_GIVEN REQUEST_. Could you reproduce all of the data below word for word?
======== GIVEN INFORMATION
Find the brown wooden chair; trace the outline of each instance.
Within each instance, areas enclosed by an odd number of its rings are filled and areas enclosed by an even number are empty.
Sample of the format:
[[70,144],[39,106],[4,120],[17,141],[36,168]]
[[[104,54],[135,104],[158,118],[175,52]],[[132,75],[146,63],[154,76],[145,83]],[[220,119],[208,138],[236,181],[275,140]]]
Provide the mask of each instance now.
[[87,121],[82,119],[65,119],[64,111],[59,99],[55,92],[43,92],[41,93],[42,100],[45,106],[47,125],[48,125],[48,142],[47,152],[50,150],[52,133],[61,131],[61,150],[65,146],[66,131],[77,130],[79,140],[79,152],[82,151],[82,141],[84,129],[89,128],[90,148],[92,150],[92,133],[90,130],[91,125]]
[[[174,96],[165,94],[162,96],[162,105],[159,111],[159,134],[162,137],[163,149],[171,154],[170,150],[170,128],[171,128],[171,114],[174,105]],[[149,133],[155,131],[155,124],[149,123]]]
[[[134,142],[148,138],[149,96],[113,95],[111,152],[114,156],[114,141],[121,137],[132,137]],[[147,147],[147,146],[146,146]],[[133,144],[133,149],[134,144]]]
================
_ANSWER TO THIS PROBLEM_.
Find the brown wooden chair; trace the outline of each instance.
Within each instance, areas enclosed by an odd number of its rings are filled and areas enclosed by an even number are empty.
Sample of the format:
[[70,144],[39,106],[4,120],[17,141],[36,168]]
[[[104,54],[135,104],[158,118],[175,52]],[[132,75],[146,63],[154,76],[145,83]],[[220,119],[208,138],[236,181],[275,140]]]
Provide the mask of each instance now.
[[87,121],[82,119],[65,119],[64,111],[59,99],[55,92],[43,92],[41,93],[42,100],[45,106],[47,125],[48,125],[48,142],[47,152],[50,150],[52,133],[61,131],[61,150],[65,146],[66,131],[77,130],[79,140],[79,152],[82,151],[82,141],[84,129],[89,128],[90,148],[92,150],[92,133],[90,130],[91,125]]
[[[174,96],[165,94],[162,96],[162,105],[159,111],[159,134],[162,137],[163,149],[171,154],[170,150],[170,128],[171,128],[171,114],[174,105]],[[149,133],[155,131],[155,124],[149,123]]]
[[[134,142],[148,138],[149,96],[113,95],[111,152],[114,156],[114,141],[121,137],[132,137]],[[147,147],[147,146],[146,146]],[[133,144],[133,149],[134,144]]]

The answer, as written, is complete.